• WRITTEN TASK:
Exactly as written, print each record in the listing.

• DATA FOR PROCESSING:
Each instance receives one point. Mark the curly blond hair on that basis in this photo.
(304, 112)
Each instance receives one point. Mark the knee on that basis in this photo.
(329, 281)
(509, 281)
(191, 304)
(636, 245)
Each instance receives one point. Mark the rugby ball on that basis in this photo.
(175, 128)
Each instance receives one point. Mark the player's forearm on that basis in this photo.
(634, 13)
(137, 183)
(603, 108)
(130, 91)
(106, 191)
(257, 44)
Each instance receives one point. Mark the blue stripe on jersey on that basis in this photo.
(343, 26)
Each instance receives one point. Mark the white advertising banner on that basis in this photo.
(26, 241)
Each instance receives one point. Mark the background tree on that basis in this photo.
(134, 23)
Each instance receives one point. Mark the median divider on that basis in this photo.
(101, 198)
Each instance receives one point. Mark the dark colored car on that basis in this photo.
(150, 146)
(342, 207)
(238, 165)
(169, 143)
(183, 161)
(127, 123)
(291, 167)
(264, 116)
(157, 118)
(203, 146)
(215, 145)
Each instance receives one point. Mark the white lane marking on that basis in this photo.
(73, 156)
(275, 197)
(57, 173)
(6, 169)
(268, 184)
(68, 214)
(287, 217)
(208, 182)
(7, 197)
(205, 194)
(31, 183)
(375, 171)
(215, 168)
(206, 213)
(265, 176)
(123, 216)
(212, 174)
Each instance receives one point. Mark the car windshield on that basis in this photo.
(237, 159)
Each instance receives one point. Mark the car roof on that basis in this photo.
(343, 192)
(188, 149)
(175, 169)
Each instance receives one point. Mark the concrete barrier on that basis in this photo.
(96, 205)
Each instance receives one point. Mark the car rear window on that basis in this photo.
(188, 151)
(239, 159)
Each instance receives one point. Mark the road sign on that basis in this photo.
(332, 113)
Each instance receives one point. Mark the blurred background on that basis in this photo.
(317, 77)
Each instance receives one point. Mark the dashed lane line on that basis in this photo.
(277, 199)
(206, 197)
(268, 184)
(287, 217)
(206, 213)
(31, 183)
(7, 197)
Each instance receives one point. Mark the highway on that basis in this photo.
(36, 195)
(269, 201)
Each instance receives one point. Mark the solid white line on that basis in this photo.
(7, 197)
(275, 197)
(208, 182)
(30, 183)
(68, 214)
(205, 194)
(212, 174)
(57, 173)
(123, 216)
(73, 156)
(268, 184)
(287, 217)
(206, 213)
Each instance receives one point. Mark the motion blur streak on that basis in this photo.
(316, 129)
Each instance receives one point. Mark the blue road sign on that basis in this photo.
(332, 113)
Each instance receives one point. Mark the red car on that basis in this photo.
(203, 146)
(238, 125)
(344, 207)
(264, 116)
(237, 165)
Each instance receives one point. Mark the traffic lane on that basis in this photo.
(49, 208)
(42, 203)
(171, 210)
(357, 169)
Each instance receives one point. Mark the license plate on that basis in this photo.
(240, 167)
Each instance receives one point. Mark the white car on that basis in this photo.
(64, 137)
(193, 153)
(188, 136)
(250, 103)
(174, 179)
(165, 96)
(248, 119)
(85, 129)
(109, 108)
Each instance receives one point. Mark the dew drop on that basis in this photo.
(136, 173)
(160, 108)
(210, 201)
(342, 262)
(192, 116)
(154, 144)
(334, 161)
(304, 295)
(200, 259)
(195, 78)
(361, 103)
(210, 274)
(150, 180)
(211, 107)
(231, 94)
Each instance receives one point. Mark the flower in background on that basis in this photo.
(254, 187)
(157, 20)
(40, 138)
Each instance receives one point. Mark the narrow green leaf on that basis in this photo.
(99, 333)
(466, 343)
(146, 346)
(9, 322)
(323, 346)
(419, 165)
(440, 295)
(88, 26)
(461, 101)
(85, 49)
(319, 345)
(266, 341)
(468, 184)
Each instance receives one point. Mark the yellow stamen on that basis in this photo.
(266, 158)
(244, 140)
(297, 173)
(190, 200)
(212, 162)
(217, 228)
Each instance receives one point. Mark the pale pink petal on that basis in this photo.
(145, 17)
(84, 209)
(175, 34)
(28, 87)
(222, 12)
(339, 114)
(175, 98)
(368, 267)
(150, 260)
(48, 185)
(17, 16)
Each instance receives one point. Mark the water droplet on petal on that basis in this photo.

• RESPONSE TO THE EXERCISE:
Each instance receives one point. Mark the curly blond hair on that basis in this photo.
(304, 112)
Each instance receives one point. Mark the knee on that basis in this photo.
(329, 281)
(509, 281)
(191, 304)
(636, 245)
Each instance receives one point. Mark the rugby ball on that basis in this photo.
(175, 128)
Each instance receives one point. Mark the player's forearm on that basis in this photo.
(634, 13)
(137, 183)
(603, 108)
(130, 91)
(106, 191)
(257, 44)
Each instance receives one point. Mark the blue stripe on jersey on that basis in this photo.
(343, 26)
Each instance receives one point. Mark the white advertising banner on that basis in this photo.
(26, 241)
Each instance receives one point. Mark the background tree on that basis in this photo.
(134, 23)
Each instance receives one point. Mark the median divider on that basis in this photo.
(101, 198)
Each instance receives one point. Mark the dark colored car on that basis in this photo.
(150, 146)
(342, 207)
(238, 165)
(169, 143)
(183, 161)
(127, 123)
(291, 167)
(264, 116)
(157, 118)
(203, 146)
(215, 145)
Each instance receives one point. Mark the white lane marking on that basis in this photo.
(73, 156)
(275, 197)
(57, 173)
(6, 169)
(268, 184)
(68, 214)
(287, 217)
(208, 182)
(7, 197)
(205, 194)
(31, 183)
(375, 171)
(215, 168)
(206, 213)
(265, 176)
(123, 216)
(212, 174)
Each instance receives one point. Mark the car windshield on that basis in this photo.
(237, 159)
Each instance receives one point. Mark the car roof on that basis in this photo.
(343, 192)
(188, 149)
(175, 169)
Each instance receives one point. Mark the concrete barrier on that basis in this photo.
(96, 205)
Each instance receives one point. Mark the car rear window on that basis in this photo.
(188, 151)
(239, 159)
Each instance receives one point. Mark the road sign on that basis in this photo.
(332, 113)
Each instance receives one point. Mark the blurred background on that basis in this photo.
(317, 77)
Each instance receives one point. Mark the dashed lane line on that basis in this photo.
(277, 199)
(206, 197)
(268, 184)
(287, 217)
(206, 213)
(31, 183)
(7, 197)
Each instance receives one point. Mark the highway on that basis in this photo.
(36, 195)
(269, 201)
Each instance receives one point. Mark the solid white line on that basis in this photo.
(7, 197)
(275, 197)
(208, 182)
(30, 183)
(68, 214)
(205, 194)
(212, 174)
(57, 173)
(123, 216)
(73, 156)
(268, 184)
(287, 217)
(206, 213)
Each instance receives one point. Mark the motion blur streak on that basis in this photo.
(316, 129)
Each instance receives one point. Mark the blue road sign on that basis in this photo.
(332, 113)
Each instance receives one point. Mark the red car on that basis in this photo.
(203, 146)
(238, 125)
(344, 207)
(264, 116)
(237, 165)
Each instance receives one point. Mark the traffic lane on that basis in this photo.
(49, 208)
(42, 203)
(171, 210)
(357, 169)
Each instance receives one point. Mark the license plate on that basis in this photo.
(240, 167)
Each instance receives one point. Mark the white car on that basis in this photo.
(64, 137)
(193, 153)
(188, 136)
(250, 103)
(174, 179)
(165, 96)
(248, 119)
(85, 129)
(109, 108)
Each instance receives one point. Mark the dew drop on that basis in this photo.
(136, 173)
(160, 108)
(210, 201)
(342, 262)
(192, 116)
(154, 144)
(334, 161)
(304, 295)
(200, 259)
(195, 78)
(361, 103)
(210, 274)
(150, 180)
(211, 107)
(231, 94)
Each instance receives one point. Mark the flower in background on that basis in this photo.
(254, 187)
(157, 20)
(40, 138)
Each instance receives one point. Mark the narrow green leaf on that basis in this photo.
(99, 333)
(466, 343)
(146, 346)
(9, 322)
(323, 346)
(419, 165)
(440, 295)
(88, 26)
(461, 101)
(85, 49)
(319, 345)
(266, 341)
(468, 184)
Each instance receives one point. Mark the yellow stamen on that basis in this photo.
(266, 158)
(244, 140)
(297, 173)
(190, 200)
(212, 162)
(217, 228)
Each instance receives one point. Mark the pale pink petal on that basis in this photo.
(145, 17)
(84, 209)
(175, 34)
(28, 87)
(222, 12)
(339, 114)
(175, 98)
(368, 267)
(150, 260)
(48, 185)
(17, 16)
Each instance receives one point. Mark the water droplet on petal on that basis in this photo.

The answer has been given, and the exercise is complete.